- _WHAT TO WORK ON_:
1. Can you copy the part of the barber's chair reflection starting with "I wonder if" and going on through "can be scary."?
2. Can you condense the paragraph of the barber's chair reflection that begins "But trust can be a tough thing" into a short list of its main points?

[BEGIN EXCERPTED PASSAGE]

Friday, March 8, 2013

Lessons From the Barber's Chair

This morning I was getting my hair cut and it dawned on me. I have trust issues. There I was in the chair wringing my hands, my whole body tensed up and second guessing every move this professional hair dresser made. In a split second, I realized the ridiculousness of my nerves. Maria, the woman cutting my hair this morning, was clearly capable. She was well trained. No doubt she had cut the hair of hundreds, if not thousands, of people. Of the two of us, she was obviously better suited to know what approaches and techniques were appropriate to cut my mop. With this in mind, I felt like I had a decision before me. Would I continue to experience the internal turmoil of second guessing what she was doing, or would I entrust my hair to her care and sit back and relax?

I wonder if we often apply this type of nervousness and lack of trust to life in other ways. How often to do we find ourselves wringing our hands, physically consumed with worry and trying to figure our way through a situation that is beyond us? When we do this, we are ignoring the reality that we can have at our disposal the resources of Heaven to help guide us and empower where ever life takes us. 

But trust can be a tough thing to do. It means that we are saying that we do not have the wisdom or the resources that we need. It is a cry for help. It is an easier thing to talk about than it is to do. For me, I like to be in control. I like to know what is going to happen next. To trust God is humbling, it means recognizing that God is better qualified that I am to give direction to my life and that I am open to God reshaping my hopes and dreams. This can be scary.

[END EXCERPTED PASSAGE]
[BEGIN GIVEN INFORMATION]

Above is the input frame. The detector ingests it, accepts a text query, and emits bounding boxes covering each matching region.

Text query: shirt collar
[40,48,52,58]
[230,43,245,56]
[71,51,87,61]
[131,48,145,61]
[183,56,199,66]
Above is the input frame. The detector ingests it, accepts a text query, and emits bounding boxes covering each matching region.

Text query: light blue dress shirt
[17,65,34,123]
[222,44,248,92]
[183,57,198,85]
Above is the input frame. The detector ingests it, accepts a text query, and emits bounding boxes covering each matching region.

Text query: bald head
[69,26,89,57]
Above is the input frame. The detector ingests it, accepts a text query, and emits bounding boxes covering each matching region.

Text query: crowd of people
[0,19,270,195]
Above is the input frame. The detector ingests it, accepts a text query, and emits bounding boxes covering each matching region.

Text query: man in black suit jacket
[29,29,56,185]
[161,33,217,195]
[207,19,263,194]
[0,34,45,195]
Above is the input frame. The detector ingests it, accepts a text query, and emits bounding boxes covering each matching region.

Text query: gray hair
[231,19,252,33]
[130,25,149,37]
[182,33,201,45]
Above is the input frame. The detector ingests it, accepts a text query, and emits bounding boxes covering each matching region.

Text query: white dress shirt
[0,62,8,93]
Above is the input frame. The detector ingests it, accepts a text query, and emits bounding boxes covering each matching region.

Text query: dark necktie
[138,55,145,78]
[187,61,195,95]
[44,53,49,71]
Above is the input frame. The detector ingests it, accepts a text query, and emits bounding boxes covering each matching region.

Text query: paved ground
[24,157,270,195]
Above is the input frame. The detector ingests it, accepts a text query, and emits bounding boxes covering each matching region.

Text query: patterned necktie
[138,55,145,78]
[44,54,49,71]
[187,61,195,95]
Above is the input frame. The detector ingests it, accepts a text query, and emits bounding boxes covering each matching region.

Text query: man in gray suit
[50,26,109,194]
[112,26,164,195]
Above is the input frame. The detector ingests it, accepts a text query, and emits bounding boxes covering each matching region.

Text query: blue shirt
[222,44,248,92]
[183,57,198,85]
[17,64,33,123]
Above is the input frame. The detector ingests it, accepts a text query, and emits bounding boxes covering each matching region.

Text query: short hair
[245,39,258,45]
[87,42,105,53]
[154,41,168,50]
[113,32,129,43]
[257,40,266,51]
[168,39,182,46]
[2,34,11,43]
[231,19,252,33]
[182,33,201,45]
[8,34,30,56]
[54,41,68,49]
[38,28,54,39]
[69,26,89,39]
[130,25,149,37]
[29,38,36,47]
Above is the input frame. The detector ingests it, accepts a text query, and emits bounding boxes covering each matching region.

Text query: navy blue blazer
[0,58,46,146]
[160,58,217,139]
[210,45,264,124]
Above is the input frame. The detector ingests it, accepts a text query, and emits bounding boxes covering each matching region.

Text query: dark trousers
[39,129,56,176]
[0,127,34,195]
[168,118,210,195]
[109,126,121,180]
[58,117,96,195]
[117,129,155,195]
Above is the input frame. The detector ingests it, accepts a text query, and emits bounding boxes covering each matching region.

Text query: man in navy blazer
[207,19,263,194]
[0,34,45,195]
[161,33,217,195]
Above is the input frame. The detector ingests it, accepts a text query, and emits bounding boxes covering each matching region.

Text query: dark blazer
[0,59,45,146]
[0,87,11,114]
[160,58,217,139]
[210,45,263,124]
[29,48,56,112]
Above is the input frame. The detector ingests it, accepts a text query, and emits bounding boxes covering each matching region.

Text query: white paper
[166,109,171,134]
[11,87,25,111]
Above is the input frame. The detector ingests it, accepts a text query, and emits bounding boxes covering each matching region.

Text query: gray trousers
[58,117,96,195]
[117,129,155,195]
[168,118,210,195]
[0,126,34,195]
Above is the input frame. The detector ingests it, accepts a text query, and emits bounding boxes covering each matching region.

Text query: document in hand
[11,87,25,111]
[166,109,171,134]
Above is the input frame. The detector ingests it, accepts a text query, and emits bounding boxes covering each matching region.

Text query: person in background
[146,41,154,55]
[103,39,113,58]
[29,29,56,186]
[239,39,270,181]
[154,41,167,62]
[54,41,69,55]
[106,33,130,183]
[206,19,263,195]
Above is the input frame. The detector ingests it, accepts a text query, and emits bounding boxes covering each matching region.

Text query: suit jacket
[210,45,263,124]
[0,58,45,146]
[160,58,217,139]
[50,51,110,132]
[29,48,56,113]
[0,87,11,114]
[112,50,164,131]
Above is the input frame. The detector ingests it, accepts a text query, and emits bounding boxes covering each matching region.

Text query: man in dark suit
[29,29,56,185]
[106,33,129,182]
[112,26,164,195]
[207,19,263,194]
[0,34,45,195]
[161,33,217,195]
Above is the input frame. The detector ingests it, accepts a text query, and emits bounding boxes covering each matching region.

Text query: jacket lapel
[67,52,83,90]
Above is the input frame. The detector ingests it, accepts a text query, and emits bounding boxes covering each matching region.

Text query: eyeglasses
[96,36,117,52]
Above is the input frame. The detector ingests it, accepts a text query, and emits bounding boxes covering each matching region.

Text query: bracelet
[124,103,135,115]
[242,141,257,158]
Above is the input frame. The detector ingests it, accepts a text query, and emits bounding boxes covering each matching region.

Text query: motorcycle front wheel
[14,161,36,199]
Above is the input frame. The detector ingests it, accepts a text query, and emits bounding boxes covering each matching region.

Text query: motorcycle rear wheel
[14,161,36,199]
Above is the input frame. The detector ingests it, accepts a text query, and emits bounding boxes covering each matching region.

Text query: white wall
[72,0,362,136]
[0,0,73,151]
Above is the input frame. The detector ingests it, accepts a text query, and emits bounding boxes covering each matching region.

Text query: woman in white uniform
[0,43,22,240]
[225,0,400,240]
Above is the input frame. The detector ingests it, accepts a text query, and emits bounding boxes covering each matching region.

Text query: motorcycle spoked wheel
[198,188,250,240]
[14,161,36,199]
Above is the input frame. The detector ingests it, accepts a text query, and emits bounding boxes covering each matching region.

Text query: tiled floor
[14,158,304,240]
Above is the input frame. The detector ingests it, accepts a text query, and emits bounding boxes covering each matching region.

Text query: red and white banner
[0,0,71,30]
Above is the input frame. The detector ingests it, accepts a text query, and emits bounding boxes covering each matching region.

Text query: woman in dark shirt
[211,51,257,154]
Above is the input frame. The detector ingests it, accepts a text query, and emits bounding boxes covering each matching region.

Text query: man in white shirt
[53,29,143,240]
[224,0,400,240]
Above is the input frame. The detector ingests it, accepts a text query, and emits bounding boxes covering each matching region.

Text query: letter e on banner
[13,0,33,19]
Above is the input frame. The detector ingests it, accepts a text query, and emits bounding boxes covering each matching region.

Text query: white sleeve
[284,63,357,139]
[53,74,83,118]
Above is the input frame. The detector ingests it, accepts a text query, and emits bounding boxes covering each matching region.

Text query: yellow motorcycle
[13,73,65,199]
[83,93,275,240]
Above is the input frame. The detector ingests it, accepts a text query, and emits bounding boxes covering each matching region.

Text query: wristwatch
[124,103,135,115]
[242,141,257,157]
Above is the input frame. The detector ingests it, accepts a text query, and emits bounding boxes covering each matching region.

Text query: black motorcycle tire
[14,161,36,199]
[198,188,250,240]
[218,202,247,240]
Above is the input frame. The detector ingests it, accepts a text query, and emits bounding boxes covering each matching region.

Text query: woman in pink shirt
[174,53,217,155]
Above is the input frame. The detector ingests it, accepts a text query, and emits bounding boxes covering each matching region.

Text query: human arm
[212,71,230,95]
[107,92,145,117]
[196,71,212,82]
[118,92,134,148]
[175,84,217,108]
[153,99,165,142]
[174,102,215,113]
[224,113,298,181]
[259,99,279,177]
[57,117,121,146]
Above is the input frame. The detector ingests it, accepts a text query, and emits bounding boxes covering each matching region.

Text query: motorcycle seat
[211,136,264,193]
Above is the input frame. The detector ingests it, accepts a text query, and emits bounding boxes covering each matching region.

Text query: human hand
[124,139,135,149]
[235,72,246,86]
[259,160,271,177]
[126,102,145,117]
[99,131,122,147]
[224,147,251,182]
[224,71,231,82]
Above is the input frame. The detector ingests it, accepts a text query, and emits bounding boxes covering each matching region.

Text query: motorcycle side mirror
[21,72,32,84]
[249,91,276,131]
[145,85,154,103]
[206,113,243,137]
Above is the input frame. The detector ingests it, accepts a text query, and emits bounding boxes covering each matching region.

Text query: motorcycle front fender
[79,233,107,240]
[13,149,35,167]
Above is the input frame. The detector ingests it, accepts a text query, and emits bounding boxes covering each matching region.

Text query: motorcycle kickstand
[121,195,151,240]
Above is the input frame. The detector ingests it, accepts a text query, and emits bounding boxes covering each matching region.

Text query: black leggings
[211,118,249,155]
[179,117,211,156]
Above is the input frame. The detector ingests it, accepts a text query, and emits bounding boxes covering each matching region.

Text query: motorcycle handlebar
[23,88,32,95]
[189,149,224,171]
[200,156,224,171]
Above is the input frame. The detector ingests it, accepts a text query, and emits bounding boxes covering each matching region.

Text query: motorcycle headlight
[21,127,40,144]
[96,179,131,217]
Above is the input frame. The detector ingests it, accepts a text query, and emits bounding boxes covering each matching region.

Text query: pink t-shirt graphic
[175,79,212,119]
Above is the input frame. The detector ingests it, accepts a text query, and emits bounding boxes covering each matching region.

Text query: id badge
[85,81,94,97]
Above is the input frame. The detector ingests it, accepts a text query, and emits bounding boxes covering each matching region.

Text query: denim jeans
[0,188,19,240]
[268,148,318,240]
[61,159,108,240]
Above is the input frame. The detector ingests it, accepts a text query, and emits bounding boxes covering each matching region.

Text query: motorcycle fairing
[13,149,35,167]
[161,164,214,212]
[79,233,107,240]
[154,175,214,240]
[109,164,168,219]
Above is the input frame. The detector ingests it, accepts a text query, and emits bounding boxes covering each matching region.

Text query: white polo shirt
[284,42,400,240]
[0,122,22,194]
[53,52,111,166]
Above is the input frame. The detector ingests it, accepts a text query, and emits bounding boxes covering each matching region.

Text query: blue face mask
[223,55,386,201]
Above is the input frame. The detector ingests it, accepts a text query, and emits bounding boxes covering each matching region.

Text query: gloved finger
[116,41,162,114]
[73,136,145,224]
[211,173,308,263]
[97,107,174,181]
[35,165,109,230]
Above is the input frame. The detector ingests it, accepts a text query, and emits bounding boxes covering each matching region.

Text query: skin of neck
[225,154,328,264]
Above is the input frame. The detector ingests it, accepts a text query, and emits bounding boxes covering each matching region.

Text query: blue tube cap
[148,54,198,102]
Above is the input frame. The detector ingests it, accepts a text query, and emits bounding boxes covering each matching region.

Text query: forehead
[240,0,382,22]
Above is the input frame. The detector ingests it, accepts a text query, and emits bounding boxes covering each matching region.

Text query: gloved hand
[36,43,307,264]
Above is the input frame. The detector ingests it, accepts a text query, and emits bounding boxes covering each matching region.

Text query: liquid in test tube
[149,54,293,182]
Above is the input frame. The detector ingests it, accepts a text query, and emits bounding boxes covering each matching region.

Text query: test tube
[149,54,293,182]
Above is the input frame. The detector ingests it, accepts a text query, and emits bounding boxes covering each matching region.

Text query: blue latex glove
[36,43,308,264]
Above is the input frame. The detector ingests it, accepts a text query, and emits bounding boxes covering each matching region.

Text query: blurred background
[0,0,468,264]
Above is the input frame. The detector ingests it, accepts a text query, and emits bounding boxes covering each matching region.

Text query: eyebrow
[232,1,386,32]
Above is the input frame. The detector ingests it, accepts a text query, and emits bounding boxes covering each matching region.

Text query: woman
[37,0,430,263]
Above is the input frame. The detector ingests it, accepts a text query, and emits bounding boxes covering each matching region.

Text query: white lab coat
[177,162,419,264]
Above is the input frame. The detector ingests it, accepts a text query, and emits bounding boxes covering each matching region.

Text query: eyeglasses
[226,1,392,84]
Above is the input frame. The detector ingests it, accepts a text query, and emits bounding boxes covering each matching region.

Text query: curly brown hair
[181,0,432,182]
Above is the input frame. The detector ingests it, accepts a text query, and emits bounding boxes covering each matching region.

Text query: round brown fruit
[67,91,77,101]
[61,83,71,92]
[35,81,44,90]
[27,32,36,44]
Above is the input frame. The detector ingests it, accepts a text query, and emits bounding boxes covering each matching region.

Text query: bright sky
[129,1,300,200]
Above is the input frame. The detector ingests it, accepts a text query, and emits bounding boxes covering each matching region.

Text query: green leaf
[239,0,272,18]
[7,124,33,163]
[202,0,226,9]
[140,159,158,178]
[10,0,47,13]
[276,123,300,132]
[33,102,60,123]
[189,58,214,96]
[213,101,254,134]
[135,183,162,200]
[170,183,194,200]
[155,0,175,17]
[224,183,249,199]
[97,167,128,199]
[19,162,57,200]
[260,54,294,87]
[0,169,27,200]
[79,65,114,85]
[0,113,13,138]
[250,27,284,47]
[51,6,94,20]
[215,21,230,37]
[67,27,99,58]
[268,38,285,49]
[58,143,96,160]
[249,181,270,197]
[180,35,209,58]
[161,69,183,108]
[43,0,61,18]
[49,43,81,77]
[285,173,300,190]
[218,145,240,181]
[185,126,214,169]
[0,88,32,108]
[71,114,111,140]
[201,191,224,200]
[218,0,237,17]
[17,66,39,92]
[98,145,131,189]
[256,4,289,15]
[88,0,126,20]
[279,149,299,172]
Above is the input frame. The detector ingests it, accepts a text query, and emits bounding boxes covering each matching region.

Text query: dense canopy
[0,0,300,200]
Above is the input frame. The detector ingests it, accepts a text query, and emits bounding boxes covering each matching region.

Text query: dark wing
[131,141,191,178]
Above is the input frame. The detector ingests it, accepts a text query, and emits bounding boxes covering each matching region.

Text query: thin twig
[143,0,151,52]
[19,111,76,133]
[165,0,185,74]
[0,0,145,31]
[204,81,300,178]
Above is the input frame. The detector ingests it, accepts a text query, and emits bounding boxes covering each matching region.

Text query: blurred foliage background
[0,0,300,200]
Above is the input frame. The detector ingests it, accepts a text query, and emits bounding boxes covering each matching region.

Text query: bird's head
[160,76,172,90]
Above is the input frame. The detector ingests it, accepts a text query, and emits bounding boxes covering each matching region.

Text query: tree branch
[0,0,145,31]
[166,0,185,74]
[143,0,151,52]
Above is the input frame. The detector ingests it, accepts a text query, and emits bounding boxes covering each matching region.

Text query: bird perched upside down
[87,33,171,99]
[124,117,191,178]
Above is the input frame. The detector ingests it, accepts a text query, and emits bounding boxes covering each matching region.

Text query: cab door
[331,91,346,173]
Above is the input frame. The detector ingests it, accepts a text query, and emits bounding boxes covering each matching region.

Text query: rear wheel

[END GIVEN INFORMATION]

- _FULL SOLUTIONS_:
1.
I wonder if we often apply this type of nervousness and lack of trust to life in other ways. How often to do we find ourselves wringing our hands, physically consumed with worry and trying to figure our way through a situation that is beyond us? When we do this, we are ignoring the reality that we can have at our disposal the resources of Heaven to help guide us and empower where ever life takes us. 

But trust can be a tough thing to do. It means that we are saying that we do not have the wisdom or the resources that we need. It is a cry for help. It is an easier thing to talk about than it is to do. For me, I like to be in control. I like to know what is going to happen next. To trust God is humbling, it means recognizing that God is better qualified that I am to give direction to my life and that I am open to God reshaping my hopes and dreams. This can be scary.

2.
- Trust is hard because it means admitting we lack the wisdom or resources we need.
- It is a cry for help, and it is easier to talk about than to do.
- The writer likes being in control and knowing what will happen next.
- Trusting God is humbling. It means recognizing that God is better qualified to direct the writer's life and being open to God reshaping the writer's hopes and dreams.
- This can be scary.